*Task instructions*: Turn every line of the data below into a numbered list, leaving out any blank lines.

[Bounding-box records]
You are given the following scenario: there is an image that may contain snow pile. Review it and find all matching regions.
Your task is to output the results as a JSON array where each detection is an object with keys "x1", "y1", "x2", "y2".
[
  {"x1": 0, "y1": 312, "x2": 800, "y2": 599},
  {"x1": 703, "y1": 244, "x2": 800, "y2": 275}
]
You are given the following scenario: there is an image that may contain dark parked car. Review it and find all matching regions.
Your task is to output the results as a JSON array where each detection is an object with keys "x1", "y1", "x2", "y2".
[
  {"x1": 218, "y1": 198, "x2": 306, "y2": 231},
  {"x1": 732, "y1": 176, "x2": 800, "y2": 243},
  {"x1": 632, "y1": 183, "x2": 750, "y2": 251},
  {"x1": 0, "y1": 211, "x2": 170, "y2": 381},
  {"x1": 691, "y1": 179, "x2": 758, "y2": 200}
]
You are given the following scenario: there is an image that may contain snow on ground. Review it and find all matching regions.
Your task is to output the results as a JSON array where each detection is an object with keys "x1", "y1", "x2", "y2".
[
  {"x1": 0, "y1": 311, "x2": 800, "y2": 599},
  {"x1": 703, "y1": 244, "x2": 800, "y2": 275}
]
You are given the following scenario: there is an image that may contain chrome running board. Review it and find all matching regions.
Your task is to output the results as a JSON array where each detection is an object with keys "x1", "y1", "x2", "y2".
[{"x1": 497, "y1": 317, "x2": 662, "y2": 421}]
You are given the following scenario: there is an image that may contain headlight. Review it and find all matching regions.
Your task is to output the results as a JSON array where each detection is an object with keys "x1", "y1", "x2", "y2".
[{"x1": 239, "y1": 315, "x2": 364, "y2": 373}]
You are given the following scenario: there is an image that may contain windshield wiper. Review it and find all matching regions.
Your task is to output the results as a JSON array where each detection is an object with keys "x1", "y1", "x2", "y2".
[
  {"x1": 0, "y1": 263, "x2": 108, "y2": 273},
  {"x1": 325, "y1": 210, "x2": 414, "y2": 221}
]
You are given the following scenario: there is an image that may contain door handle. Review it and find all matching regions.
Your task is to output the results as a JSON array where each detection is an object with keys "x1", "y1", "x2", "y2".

*Output*:
1. You are given the following scenario: there is an image that may contain snow pile. Review it and find all matching regions.
2. Your task is to output the results as a JSON array where each detection is an object with keys "x1", "y1", "x2", "y2".
3. [
4.   {"x1": 0, "y1": 312, "x2": 800, "y2": 599},
5.   {"x1": 703, "y1": 244, "x2": 800, "y2": 275}
6. ]
7. You are given the following scenario: there is an image that may contain dark parked car. Review it and find all matching regions.
8. Your task is to output the results as a JSON array where each detection is an object with keys "x1", "y1", "x2", "y2".
9. [
10.   {"x1": 218, "y1": 198, "x2": 306, "y2": 231},
11.   {"x1": 732, "y1": 176, "x2": 800, "y2": 243},
12.   {"x1": 632, "y1": 183, "x2": 750, "y2": 251},
13.   {"x1": 0, "y1": 211, "x2": 170, "y2": 381},
14.   {"x1": 691, "y1": 179, "x2": 758, "y2": 200}
15. ]
16. You are given the following scenario: there is an image that may contain snow on ground. Review it and find all matching regions.
17. Your task is to output the results as a JSON array where each detection is an object with keys "x1", "y1", "x2", "y2".
18. [
19.   {"x1": 0, "y1": 311, "x2": 800, "y2": 599},
20.   {"x1": 703, "y1": 244, "x2": 800, "y2": 275}
21. ]
22. You are given the following scenario: there is an image that may contain chrome running board. Review it and find all matching regions.
23. Your task is to output the results as a JSON array where each detection is an object with keys "x1", "y1", "x2", "y2".
24. [{"x1": 497, "y1": 317, "x2": 662, "y2": 421}]
25. You are given the following scenario: there is an image that may contain headlight. Review it and find all matching regions.
26. Your task is to output the results as a JSON array where each detection is an object with keys "x1", "y1", "x2", "y2".
27. [{"x1": 239, "y1": 315, "x2": 364, "y2": 373}]
28. You are given the following scenario: there is an image that may contain windshield wiper. Review it and find all matching regions.
29. Your task is to output the results as a JSON array where each detection is an object with keys "x1", "y1", "x2", "y2".
30. [
31.   {"x1": 0, "y1": 263, "x2": 108, "y2": 273},
32.   {"x1": 325, "y1": 210, "x2": 414, "y2": 221}
33. ]
34. You are given the following scenario: there is an image that may contain door handle. Review it and find all matching regions.
35. Your task is to output the results as a JSON array where each detection is an object with keys "x1", "y1", "x2", "y2".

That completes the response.